▶ **WRITTEN PROBLEM**:
Reproduce word for word the portion of the Schedule 13D filing below that runs from "U.S. Citizen" up to and including "May 24, 1999)".

▶ **DOCUMENT SEGMENT**:
If the filing person has previously filed a statement on Schedule 13G to
report the acquisition that is the subject of this Schedule l3D, and is
filing this schedule because of Rule 13d-1(e), 13d-1(f) or 13d-1(g), check
the following box [ ].









                   (Continued on following pages)

                        (Page 1 of 4 Pages)



<PAGE>
CUSIP No. 832688 20 4                13D                  Page 2 of 4 Pages
                                Amendment No. 1

1.   Name of reporting person

     Charlene A. Gondek


2.  Check the appropriate box if a member of a group  (a)[ ]  (b)[ ]


3.  SEC use only.


4.  Source of funds.

      PF

5.  Check box if disclosure of legal proceedings is required pursuant to
    Items 2(d) or 2(e) [ ]

6.  Citizenship or place of organization

      U.S. Citizen

7.  Number of shares beneficially owned by each reporting person with sole
voting power

      1,742,498 shares (87,124 shares after giving effect to 1-for-20 reverse
      stock split on May 24, 1999)

8.  Number of shares beneficially owned by each reporting person with shared
voting power

      -0-

9.  Number of shares beneficially owned by each reporting person with sole
dispositive power.

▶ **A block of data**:
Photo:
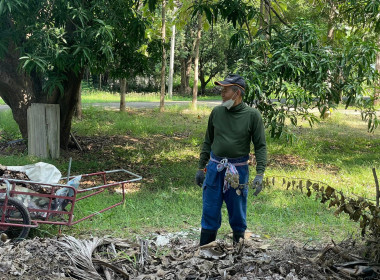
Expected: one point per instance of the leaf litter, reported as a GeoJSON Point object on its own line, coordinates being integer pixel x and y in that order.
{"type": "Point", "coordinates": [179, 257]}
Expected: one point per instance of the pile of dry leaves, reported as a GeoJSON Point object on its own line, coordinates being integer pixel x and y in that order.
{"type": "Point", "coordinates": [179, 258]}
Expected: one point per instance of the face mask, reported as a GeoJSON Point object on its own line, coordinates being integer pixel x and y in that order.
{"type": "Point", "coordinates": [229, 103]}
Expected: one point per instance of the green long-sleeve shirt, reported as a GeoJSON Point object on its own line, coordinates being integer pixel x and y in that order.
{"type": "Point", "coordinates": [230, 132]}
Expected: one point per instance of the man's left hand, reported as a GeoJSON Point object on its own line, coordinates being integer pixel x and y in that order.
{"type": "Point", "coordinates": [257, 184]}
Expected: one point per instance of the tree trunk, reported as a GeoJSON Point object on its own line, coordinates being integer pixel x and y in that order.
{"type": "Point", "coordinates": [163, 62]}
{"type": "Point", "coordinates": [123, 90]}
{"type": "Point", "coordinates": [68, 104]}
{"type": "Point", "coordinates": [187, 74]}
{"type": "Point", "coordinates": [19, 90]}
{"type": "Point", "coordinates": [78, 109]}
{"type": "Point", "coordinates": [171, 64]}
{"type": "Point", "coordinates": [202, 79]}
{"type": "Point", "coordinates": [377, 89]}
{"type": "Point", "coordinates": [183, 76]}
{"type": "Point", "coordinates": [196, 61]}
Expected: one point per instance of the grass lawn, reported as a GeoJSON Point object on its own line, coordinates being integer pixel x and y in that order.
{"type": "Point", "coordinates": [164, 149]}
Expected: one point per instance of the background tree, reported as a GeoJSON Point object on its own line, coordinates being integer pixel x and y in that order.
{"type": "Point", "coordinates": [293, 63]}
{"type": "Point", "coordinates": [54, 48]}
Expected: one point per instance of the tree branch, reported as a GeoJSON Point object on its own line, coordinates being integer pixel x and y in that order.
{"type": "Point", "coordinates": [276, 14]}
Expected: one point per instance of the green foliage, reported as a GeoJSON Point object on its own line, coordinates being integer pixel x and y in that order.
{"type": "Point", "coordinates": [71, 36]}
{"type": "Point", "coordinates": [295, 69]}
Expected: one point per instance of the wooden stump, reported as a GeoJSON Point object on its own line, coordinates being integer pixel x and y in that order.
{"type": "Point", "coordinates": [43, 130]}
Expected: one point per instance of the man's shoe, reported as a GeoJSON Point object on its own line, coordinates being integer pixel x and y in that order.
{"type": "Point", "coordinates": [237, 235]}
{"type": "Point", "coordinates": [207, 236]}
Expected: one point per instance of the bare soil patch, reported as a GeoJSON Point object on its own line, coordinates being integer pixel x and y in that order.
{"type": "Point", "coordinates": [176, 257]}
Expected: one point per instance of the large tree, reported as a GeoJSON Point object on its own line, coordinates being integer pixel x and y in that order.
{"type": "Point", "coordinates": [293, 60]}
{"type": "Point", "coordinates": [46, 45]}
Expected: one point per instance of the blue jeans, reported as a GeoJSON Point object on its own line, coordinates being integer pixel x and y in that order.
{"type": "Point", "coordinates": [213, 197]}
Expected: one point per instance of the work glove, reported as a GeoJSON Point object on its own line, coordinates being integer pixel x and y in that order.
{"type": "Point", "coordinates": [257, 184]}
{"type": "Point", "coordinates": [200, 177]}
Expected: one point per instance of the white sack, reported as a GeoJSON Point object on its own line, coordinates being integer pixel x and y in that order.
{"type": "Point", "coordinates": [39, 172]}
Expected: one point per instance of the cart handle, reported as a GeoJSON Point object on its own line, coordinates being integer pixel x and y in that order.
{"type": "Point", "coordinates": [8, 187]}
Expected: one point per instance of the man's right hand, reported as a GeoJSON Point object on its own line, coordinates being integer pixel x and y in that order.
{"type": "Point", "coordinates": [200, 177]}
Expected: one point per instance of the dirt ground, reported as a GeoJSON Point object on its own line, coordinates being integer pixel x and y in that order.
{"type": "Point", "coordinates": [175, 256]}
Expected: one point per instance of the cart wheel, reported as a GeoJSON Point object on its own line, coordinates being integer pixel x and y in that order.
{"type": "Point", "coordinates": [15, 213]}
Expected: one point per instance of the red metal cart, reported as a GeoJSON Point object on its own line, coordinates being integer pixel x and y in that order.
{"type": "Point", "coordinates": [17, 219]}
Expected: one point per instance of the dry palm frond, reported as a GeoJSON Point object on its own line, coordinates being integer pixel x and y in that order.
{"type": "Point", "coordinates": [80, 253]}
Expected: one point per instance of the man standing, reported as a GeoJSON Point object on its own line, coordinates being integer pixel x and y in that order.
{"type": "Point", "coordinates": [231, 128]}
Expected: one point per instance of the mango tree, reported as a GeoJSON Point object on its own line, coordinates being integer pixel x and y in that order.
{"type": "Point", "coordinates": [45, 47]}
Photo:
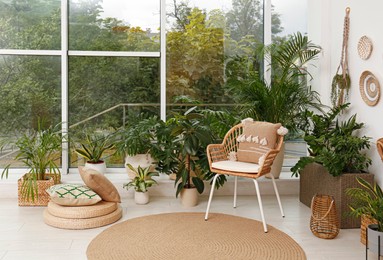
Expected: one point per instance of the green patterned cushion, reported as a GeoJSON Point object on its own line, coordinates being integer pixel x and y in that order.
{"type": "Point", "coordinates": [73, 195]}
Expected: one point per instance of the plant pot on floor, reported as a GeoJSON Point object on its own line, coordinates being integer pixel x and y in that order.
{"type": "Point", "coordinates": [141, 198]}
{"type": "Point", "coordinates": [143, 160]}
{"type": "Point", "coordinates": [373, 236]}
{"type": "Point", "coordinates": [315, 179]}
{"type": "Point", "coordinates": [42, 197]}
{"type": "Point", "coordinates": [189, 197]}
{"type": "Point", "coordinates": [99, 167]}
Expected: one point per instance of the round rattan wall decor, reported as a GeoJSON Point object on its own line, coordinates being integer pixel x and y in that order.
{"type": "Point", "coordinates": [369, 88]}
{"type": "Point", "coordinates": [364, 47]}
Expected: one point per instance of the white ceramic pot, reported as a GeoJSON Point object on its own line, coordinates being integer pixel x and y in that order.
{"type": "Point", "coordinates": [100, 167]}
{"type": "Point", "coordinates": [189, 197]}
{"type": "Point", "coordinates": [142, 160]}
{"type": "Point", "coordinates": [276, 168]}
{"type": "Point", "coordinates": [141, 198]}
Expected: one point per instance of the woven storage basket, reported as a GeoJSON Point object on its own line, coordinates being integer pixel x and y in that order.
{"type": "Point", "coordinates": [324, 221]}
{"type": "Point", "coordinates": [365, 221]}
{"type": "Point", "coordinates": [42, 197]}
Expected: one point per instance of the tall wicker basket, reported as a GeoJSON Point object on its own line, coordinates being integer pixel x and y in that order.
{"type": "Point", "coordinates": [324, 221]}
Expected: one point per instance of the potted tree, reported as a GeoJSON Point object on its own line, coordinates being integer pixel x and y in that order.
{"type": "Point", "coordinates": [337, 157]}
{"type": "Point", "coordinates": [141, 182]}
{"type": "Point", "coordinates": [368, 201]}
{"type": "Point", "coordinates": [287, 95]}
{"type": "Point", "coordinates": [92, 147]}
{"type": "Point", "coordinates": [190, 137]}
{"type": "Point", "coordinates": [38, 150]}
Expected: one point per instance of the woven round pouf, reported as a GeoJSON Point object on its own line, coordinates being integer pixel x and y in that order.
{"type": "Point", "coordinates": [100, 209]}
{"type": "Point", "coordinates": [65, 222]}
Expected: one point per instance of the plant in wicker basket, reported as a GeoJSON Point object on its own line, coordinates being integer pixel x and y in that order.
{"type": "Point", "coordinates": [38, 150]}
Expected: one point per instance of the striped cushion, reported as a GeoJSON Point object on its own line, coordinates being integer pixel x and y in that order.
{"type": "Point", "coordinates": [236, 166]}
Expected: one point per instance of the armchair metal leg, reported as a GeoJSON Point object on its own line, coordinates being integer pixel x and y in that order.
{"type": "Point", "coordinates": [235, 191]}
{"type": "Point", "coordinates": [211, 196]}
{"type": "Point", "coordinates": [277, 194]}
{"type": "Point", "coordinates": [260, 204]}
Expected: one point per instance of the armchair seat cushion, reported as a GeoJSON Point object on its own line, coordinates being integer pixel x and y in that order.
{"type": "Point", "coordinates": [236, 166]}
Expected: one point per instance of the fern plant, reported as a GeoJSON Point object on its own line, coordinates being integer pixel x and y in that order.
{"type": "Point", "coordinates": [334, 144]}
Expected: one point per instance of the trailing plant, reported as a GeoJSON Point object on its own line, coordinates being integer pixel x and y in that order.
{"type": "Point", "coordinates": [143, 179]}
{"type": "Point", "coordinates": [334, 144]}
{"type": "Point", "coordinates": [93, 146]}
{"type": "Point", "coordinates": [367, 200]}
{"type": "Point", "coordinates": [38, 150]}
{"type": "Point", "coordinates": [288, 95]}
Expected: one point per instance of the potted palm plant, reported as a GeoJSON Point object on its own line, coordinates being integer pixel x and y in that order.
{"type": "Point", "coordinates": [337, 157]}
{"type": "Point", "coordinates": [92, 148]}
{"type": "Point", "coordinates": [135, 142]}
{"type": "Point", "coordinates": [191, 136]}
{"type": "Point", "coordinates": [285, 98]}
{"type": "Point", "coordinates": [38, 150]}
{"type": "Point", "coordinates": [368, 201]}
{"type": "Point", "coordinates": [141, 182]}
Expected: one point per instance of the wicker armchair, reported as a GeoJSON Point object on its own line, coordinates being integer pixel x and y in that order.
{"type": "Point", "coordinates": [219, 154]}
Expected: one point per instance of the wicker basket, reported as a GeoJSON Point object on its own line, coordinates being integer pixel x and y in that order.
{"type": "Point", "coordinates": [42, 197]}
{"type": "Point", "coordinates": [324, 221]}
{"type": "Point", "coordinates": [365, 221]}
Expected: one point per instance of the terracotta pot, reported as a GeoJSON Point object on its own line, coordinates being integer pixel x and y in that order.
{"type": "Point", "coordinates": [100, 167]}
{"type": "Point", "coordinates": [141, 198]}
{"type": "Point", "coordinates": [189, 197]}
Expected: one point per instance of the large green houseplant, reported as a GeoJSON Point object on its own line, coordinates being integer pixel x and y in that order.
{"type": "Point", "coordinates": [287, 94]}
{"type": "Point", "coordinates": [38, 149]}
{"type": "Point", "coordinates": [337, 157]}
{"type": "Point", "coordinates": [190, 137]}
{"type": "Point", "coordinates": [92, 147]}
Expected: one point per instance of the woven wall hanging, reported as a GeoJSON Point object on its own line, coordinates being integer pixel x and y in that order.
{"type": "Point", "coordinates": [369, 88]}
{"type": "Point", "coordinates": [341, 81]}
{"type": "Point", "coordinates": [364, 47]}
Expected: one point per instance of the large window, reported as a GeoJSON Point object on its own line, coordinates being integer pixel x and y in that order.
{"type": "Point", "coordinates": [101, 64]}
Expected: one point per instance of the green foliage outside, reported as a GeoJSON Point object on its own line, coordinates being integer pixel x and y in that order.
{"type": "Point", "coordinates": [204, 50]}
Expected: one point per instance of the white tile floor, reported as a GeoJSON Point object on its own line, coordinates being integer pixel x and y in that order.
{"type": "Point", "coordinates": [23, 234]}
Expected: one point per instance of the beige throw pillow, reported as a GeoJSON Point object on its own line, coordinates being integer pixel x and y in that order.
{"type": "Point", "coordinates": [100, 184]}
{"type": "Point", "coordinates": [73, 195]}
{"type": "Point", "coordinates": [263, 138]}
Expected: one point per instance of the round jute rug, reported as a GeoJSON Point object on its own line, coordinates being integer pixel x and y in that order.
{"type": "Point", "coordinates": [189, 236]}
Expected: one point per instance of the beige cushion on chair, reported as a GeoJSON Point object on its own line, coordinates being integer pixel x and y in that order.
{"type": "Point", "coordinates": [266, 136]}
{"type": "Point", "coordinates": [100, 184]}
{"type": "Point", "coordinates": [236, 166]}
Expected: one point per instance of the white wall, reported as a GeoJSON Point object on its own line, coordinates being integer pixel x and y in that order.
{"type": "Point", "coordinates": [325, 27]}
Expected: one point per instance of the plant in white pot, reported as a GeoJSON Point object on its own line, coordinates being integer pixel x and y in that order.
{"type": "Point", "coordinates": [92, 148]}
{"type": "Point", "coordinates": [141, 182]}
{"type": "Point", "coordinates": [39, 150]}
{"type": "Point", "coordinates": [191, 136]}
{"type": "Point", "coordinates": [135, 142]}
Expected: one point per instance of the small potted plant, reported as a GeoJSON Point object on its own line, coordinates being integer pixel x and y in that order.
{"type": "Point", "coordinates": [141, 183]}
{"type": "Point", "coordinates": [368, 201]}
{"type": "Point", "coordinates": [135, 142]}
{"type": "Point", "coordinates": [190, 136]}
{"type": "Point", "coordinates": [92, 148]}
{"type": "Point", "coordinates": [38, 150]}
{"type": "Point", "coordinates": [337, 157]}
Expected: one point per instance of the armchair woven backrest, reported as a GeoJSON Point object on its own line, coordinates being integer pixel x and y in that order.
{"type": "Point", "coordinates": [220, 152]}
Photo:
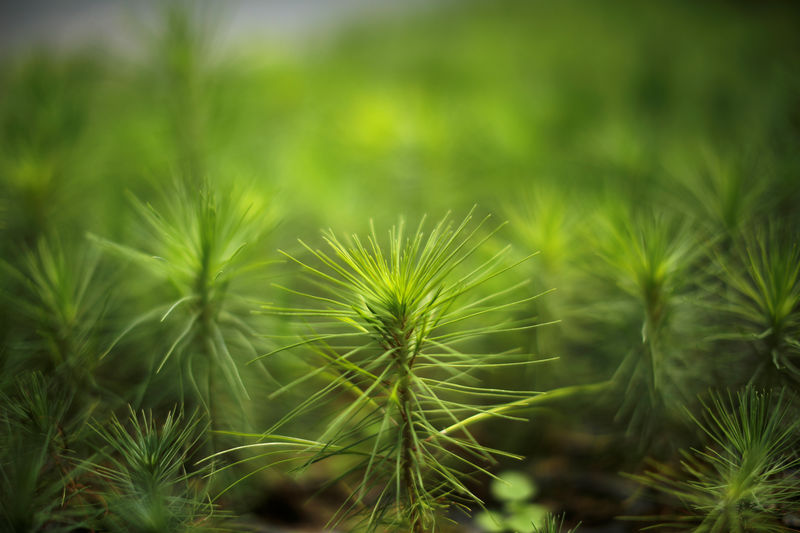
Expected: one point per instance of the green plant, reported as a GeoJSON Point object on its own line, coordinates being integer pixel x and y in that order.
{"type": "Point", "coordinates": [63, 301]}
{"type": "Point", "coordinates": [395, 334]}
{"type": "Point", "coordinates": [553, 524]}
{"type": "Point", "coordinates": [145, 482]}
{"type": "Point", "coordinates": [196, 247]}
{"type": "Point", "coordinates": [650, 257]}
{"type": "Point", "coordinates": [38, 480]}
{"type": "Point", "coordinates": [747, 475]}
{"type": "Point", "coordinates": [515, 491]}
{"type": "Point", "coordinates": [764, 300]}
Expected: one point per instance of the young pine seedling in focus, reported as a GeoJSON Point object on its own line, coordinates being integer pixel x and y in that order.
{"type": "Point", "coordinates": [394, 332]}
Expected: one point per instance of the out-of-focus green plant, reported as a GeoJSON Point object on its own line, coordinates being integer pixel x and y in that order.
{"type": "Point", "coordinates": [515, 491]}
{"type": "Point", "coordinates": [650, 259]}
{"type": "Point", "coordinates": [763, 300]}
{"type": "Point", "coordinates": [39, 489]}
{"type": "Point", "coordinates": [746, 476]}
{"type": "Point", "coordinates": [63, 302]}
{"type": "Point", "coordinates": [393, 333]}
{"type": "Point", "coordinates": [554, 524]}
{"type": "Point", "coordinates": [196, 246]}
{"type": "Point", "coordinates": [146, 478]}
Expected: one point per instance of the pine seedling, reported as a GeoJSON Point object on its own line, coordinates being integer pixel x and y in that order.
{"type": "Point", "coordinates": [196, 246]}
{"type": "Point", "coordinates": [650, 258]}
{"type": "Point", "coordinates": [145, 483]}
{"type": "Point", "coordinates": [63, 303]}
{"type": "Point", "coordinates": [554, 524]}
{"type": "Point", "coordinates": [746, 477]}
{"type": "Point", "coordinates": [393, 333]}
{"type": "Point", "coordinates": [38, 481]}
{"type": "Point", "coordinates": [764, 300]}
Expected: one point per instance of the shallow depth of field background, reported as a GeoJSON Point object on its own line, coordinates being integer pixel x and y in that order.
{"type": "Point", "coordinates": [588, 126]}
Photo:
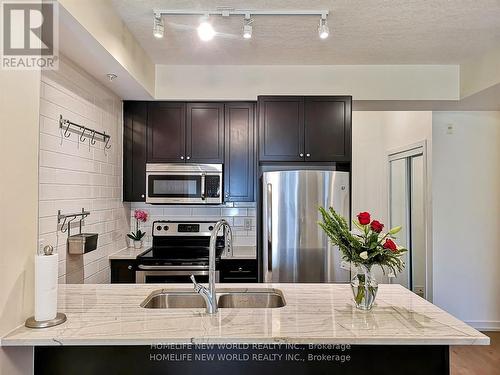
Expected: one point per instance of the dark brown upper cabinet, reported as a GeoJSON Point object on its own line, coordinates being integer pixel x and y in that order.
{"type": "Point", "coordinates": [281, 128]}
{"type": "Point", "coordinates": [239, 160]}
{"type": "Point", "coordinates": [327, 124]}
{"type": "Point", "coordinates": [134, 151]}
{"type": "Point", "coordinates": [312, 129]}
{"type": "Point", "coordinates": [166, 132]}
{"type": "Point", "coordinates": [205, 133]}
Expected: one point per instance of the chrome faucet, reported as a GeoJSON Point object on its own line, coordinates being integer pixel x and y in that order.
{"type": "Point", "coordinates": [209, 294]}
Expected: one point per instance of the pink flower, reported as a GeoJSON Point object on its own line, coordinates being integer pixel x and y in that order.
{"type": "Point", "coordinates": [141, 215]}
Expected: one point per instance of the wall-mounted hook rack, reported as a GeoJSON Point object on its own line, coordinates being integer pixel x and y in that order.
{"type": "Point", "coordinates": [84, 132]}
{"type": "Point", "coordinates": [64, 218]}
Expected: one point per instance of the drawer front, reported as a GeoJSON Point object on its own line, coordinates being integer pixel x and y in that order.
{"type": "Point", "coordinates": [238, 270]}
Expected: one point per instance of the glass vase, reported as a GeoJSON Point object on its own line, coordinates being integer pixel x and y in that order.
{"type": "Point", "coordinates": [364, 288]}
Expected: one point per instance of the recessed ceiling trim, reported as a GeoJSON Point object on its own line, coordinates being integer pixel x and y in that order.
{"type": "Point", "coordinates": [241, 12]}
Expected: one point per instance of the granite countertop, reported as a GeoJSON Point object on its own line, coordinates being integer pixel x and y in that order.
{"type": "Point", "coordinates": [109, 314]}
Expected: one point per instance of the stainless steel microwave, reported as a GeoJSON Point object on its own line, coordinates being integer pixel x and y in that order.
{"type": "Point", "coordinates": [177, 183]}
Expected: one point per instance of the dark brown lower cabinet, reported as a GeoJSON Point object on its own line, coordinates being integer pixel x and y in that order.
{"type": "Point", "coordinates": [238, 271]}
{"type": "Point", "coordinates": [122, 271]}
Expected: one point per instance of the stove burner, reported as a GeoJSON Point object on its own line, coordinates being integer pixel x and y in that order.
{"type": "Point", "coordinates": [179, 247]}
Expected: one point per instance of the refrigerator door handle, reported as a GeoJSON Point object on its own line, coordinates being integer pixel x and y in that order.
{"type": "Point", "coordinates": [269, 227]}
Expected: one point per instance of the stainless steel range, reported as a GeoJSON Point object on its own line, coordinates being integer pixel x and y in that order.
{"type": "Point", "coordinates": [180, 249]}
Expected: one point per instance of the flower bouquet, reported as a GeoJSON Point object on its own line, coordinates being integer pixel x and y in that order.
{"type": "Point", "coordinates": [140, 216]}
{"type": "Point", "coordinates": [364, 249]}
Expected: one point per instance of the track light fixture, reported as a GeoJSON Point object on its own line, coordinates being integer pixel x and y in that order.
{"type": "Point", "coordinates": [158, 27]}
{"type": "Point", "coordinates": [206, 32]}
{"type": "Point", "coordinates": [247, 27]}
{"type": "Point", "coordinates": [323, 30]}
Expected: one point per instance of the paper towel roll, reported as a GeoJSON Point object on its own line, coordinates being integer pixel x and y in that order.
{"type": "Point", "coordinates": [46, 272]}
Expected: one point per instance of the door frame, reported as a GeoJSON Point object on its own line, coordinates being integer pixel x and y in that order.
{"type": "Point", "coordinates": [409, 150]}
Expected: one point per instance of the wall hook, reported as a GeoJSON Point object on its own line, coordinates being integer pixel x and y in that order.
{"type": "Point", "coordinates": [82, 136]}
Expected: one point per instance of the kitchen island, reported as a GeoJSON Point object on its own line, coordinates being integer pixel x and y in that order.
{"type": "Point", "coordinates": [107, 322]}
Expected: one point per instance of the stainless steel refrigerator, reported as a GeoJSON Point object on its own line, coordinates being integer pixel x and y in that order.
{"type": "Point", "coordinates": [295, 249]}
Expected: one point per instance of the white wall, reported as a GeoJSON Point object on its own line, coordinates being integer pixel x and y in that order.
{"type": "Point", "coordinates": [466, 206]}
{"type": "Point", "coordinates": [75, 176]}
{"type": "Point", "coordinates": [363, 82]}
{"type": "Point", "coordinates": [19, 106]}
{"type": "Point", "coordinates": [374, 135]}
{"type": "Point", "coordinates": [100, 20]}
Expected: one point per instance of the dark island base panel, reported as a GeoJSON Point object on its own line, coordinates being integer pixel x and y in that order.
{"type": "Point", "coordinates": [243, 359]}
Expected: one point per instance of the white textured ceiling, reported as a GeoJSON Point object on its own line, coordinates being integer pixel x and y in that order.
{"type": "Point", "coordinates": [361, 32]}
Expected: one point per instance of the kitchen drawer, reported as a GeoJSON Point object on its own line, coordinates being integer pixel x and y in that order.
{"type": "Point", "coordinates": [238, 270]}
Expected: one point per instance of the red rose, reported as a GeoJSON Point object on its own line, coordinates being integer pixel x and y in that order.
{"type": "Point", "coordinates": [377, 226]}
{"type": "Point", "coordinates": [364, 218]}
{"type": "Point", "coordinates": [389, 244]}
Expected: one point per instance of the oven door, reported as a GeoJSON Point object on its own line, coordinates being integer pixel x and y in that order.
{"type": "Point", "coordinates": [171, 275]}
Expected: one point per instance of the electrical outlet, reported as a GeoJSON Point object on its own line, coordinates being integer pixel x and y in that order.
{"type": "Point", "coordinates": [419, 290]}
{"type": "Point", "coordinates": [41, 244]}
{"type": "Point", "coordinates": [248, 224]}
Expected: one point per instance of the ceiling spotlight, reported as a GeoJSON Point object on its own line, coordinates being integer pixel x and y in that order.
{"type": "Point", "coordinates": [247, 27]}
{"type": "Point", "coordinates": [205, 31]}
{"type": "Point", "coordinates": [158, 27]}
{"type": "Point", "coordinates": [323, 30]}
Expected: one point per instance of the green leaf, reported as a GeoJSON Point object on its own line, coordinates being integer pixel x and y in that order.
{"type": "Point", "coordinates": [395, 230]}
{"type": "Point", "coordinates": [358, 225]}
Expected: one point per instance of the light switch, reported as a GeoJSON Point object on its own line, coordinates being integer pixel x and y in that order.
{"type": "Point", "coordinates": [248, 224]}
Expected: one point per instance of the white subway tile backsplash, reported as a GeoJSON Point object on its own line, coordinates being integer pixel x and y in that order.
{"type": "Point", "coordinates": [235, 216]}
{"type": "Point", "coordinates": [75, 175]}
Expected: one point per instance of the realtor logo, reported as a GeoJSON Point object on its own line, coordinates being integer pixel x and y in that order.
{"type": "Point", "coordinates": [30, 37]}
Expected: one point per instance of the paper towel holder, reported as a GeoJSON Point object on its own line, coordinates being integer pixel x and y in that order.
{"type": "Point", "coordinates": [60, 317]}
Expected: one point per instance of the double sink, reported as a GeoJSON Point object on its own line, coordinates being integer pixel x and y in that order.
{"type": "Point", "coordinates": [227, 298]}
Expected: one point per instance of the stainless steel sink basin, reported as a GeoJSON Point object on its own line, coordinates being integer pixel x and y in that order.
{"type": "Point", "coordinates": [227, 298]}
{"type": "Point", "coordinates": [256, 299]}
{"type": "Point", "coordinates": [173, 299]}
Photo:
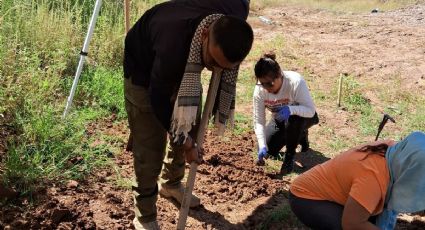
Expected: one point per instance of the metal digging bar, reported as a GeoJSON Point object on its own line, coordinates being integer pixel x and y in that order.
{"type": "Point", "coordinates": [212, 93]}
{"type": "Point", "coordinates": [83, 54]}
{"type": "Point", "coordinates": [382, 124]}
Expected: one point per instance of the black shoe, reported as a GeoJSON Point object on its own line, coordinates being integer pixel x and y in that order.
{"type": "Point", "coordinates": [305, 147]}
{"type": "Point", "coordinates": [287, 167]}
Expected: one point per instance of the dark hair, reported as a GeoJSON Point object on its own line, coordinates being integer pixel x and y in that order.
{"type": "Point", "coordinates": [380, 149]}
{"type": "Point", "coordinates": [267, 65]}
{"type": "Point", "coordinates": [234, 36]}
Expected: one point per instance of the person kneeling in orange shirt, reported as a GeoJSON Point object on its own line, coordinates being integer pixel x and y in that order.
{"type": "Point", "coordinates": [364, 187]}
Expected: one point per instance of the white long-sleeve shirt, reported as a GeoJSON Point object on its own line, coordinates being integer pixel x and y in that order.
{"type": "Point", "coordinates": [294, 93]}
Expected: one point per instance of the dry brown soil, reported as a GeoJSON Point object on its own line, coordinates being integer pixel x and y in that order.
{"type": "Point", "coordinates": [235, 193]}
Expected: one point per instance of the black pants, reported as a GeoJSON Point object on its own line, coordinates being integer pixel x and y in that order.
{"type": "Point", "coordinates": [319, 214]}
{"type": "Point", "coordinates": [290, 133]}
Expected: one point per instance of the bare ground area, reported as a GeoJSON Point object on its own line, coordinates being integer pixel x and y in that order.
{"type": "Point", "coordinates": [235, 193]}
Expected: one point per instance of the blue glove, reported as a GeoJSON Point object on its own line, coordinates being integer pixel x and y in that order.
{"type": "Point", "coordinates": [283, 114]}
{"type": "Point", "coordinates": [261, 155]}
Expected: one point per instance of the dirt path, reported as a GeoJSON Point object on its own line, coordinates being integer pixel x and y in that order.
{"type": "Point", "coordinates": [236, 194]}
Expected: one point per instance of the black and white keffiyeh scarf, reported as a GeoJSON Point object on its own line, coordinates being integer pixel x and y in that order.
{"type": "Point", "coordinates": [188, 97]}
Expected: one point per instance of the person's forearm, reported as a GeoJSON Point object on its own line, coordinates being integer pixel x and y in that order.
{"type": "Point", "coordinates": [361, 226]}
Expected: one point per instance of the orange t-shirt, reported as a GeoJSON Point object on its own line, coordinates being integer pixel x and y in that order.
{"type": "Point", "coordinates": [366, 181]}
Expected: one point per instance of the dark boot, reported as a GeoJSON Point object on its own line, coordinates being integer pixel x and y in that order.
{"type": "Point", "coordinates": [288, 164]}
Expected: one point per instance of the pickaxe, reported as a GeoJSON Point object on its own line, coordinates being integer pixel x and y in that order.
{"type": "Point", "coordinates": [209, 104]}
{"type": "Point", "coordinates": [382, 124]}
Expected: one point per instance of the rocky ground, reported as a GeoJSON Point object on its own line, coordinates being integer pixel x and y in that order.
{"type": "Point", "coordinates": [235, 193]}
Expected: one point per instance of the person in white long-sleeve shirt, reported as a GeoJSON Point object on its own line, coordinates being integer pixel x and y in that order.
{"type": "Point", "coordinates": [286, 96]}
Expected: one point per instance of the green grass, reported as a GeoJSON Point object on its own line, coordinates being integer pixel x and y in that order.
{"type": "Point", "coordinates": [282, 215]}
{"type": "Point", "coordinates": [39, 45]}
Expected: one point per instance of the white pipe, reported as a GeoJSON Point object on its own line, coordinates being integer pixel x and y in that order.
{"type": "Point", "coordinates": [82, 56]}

▶ **ANSWER TO THE TASK**:
U.S. Citizen

7.  Number of shares beneficially owned by each reporting person with sole
voting power

      1,742,498 shares (87,124 shares after giving effect to 1-for-20 reverse
      stock split on May 24, 1999)